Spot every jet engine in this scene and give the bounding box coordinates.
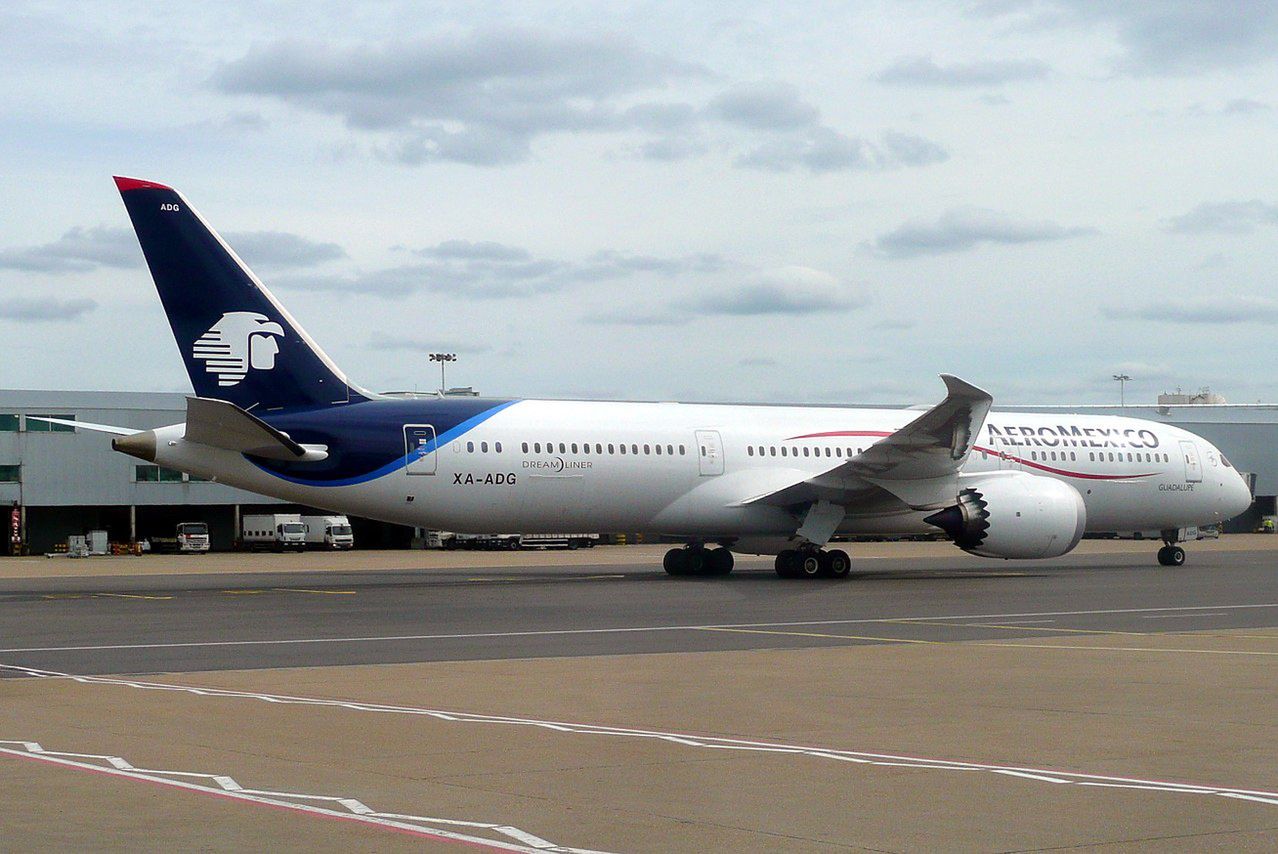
[924,472,1088,557]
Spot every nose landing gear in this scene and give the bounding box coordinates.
[776,548,852,578]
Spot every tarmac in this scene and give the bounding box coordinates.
[0,536,1278,851]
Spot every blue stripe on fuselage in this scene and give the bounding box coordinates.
[245,398,519,486]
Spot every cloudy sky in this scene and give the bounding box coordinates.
[0,0,1278,404]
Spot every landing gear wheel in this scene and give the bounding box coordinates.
[795,551,824,578]
[820,548,852,578]
[774,548,799,578]
[705,548,736,575]
[661,548,689,575]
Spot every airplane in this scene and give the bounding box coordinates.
[50,178,1251,578]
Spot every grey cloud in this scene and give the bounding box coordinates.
[705,82,819,130]
[1166,198,1278,234]
[276,240,727,299]
[870,317,918,332]
[675,267,868,317]
[1220,98,1273,115]
[874,56,1051,88]
[226,231,346,270]
[271,265,429,299]
[883,130,950,166]
[0,226,142,274]
[1102,297,1278,323]
[417,240,532,262]
[736,127,950,174]
[0,297,97,322]
[873,207,1095,258]
[581,308,693,326]
[368,335,492,354]
[639,137,709,162]
[978,0,1278,75]
[213,29,705,165]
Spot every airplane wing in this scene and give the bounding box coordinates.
[185,398,328,462]
[744,373,994,515]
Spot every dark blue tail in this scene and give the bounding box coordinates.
[115,178,366,412]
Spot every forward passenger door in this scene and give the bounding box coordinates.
[404,424,438,474]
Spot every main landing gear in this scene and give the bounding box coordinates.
[1158,528,1185,566]
[661,546,734,575]
[776,548,852,578]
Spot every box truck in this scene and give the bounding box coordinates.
[240,513,307,551]
[302,516,355,548]
[151,522,208,555]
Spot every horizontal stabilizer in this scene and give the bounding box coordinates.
[185,398,328,462]
[27,415,142,436]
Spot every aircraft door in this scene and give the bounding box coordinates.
[404,424,438,474]
[695,430,723,474]
[993,437,1021,469]
[1181,441,1203,483]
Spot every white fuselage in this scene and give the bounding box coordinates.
[142,400,1250,554]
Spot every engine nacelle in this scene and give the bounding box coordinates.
[925,472,1088,557]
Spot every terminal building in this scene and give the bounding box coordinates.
[0,390,1278,554]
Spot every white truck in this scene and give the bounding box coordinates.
[240,513,307,551]
[151,522,208,555]
[302,516,355,550]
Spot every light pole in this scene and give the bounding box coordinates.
[431,353,458,395]
[1113,373,1131,409]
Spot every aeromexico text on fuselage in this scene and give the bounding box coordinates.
[985,423,1158,450]
[244,398,1159,486]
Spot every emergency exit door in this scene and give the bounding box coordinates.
[1181,441,1203,483]
[404,424,438,474]
[697,430,723,474]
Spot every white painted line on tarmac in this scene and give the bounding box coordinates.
[0,602,1278,653]
[1140,611,1224,620]
[0,740,613,854]
[0,665,1278,805]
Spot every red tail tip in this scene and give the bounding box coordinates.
[115,175,173,193]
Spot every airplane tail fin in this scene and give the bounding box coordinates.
[115,178,369,412]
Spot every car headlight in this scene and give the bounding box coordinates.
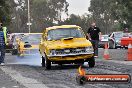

== == ==

> SHORT PROBLEM: Can you turn all of the records above into a JSON list of strings, one string per line and blank lines skipped? Leave the pictures out.

> TASK SOLUTION:
[
  "Spot every jet engine in this scene and give the bounding box coordinates.",
  "[924,472,1088,557]",
  "Spot every nose landing gear in this scene and give the bounding box coordinates.",
  "[776,548,852,578]",
  "Spot every tarmac in this scene and give the bounding box coordinates.",
  "[0,536,1278,851]",
  "Spot every blue stripe on fuselage in this scene and give the bounding box coordinates.",
  "[245,398,519,486]",
  "Spot every cloudy sky in this scene and give the bounding box coordinates.",
  "[0,0,1278,404]",
  "Spot every landing gear wheel in this scene and give the bounding box coordinates.",
  "[795,551,824,578]",
  "[820,548,852,578]",
  "[774,548,799,578]",
  "[705,548,736,575]",
  "[661,548,689,575]",
  "Spot every airplane in this scene and give the bounding box coordinates.",
  "[50,178,1251,578]",
  "Spot every grey cloud in this scene and give the bounding box coordinates.",
  "[705,82,819,130]",
  "[1166,198,1278,234]",
  "[276,240,727,299]",
  "[870,317,918,332]",
  "[675,267,868,317]",
  "[1220,98,1273,115]",
  "[874,56,1051,88]",
  "[226,231,346,270]",
  "[271,265,429,299]",
  "[883,130,950,166]",
  "[0,226,142,274]",
  "[1102,297,1278,323]",
  "[417,240,532,262]",
  "[736,127,950,174]",
  "[0,297,97,322]",
  "[873,207,1095,258]",
  "[581,308,693,326]",
  "[368,335,492,354]",
  "[639,137,709,162]",
  "[978,0,1278,75]",
  "[213,29,705,165]",
  "Spot every airplane wing in this scene and give the bounding box coordinates.",
  "[185,398,328,462]",
  "[744,373,994,515]",
  "Spot every dark blue tail in this scene and give the bounding box coordinates.",
  "[115,178,366,412]",
  "Spot every forward passenger door in this scene and give the bounding box coordinates.",
  "[404,424,438,474]",
  "Spot every main landing gear in this scene and give the bounding box coordinates.",
  "[1158,528,1185,566]",
  "[661,546,734,575]",
  "[776,548,852,578]",
  "Spot every box truck in this scene and give the bounding box coordinates.",
  "[240,513,307,551]",
  "[302,516,355,548]",
  "[151,522,208,555]",
  "Spot every horizontal stabilizer in this scene and give the bounding box coordinates.",
  "[185,398,328,462]",
  "[27,415,142,436]",
  "Spot every aircraft door in this scene and give the bounding box coordinates.",
  "[404,424,438,474]",
  "[695,430,723,474]",
  "[993,437,1021,469]",
  "[1181,441,1203,483]",
  "Spot every white fuselage in this scene and give the bounding box coordinates.",
  "[142,400,1250,554]",
  "Spot every engine nacelle in this scene and give the bounding box coordinates.",
  "[925,472,1088,557]",
  "Spot every terminal building in this scene and give the bounding box coordinates.",
  "[0,390,1278,554]",
  "Spot every white truck in this scene and give the bounding box coordinates.",
  "[240,513,307,551]",
  "[151,522,208,555]",
  "[302,516,355,550]",
  "Spot every light pole in this scene and give the bounding box coordinates.",
  "[431,353,458,395]",
  "[1113,373,1131,409]",
  "Spot every aeromexico text on fuselage in this scene and give the bounding box coordinates.",
  "[985,423,1158,450]",
  "[244,398,1159,486]",
  "Spot every emergency exit door in this scene and give the bounding box coordinates.",
  "[1181,441,1203,483]",
  "[404,424,438,474]",
  "[697,430,723,474]",
  "Spot every white painted line on tarmac in this scene and give the bounding box coordinates.",
  "[0,602,1278,653]",
  "[1140,611,1224,620]",
  "[0,740,613,854]",
  "[0,665,1278,805]",
  "Spot every red tail tip in this scene and give the bounding box coordinates.",
  "[115,175,173,193]",
  "Spot every airplane tail fin in this scene and give the bounding box coordinates.",
  "[115,178,369,412]",
  "Spot every car headlight in this scene and give the bounding box coordinates."
]